_GIVEN RECORDS_.
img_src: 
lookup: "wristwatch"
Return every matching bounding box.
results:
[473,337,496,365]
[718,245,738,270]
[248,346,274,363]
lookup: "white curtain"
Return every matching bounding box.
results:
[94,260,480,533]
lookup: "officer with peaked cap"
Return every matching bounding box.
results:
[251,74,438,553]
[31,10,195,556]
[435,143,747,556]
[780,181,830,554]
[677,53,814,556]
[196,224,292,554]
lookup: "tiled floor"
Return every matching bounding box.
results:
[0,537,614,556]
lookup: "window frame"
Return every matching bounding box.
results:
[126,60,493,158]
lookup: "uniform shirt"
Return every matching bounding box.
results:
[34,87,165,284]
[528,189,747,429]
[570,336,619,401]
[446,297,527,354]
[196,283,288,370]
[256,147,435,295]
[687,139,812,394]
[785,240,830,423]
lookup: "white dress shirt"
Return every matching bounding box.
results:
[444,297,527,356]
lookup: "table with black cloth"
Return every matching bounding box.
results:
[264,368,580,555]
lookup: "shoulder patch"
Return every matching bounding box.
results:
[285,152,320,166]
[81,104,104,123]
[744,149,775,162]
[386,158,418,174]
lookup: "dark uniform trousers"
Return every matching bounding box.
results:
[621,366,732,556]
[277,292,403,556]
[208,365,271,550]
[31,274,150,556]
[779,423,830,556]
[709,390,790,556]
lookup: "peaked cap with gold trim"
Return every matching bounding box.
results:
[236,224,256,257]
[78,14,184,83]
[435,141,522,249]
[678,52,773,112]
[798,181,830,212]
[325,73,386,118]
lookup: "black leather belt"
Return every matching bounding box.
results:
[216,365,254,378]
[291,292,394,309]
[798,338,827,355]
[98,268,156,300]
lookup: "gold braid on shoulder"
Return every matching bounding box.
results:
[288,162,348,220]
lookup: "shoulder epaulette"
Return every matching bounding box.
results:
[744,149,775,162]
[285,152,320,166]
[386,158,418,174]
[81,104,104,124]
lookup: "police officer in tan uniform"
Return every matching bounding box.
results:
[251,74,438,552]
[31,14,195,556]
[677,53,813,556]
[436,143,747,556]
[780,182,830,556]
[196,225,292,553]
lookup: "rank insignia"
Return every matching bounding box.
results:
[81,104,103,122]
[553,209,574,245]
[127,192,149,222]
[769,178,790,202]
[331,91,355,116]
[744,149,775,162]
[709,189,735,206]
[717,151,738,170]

_AIM OF THE EXERCISE_. Exactly as written, please output every entry.

_CORRECT RESPONSE_.
img_src: 
lookup: "wristwatch"
Return every matching bounding box.
results:
[473,337,496,365]
[718,245,738,270]
[248,346,274,363]
lookup: "white curtain"
Return every matching bounding box.
results:
[94,260,480,533]
lookup: "officer with peaked cap"
Return every matching bounding box.
results:
[251,74,438,553]
[31,10,195,556]
[435,143,747,556]
[780,181,830,554]
[677,53,814,556]
[196,224,292,554]
lookup: "tiled floor"
Return every matching bounding box.
results:
[0,537,614,556]
lookup: "window frame"
Return every matching bounding box.
results:
[126,60,493,158]
lookup: "uniform shirt"
Return every matching bounding box.
results:
[34,87,165,284]
[528,189,747,429]
[570,336,619,401]
[446,297,527,354]
[196,283,288,370]
[256,147,435,295]
[687,139,812,394]
[785,240,830,423]
lookup: "white dress shirt"
Return every matching bounding box.
results:
[444,297,527,356]
lookup: "table with black cloth"
Return every matching bounding box.
results:
[264,368,580,555]
lookup: "shoulder patch"
Return every matching bounding box.
results:
[285,152,320,166]
[81,104,104,123]
[744,149,775,162]
[386,158,418,174]
lookup: "dark uniform trousers"
Return every matching bounding box.
results:
[621,366,732,556]
[277,292,403,556]
[208,365,271,550]
[31,274,150,556]
[779,423,830,556]
[709,390,790,556]
lookup: "peaked cap with gold trim"
Return every matching bounding box.
results:
[236,224,256,257]
[78,14,184,83]
[435,141,522,249]
[678,52,773,112]
[798,181,830,212]
[325,73,386,118]
lookup: "black leather belt"
Return every matching bounding box.
results:
[216,365,254,378]
[291,292,394,309]
[798,338,827,355]
[98,268,156,300]
lookup: "gold braid on shoulder"
Return every matching bounding box.
results:
[288,162,348,220]
lookup: "shoulder epaulette"
Return every matching bounding box.
results:
[744,149,775,162]
[285,152,320,166]
[386,158,418,174]
[81,104,104,124]
lookup: "police officer in tan uniform"
Return every matching bounding box.
results:
[251,74,438,552]
[31,14,195,556]
[677,53,813,556]
[436,143,747,556]
[780,182,830,556]
[196,225,292,553]
lookup: "rank insignia"
Return every matching bounding box.
results:
[81,104,103,122]
[553,209,574,245]
[127,192,149,222]
[769,178,790,202]
[331,91,355,116]
[744,149,775,162]
[709,189,735,206]
[717,151,738,170]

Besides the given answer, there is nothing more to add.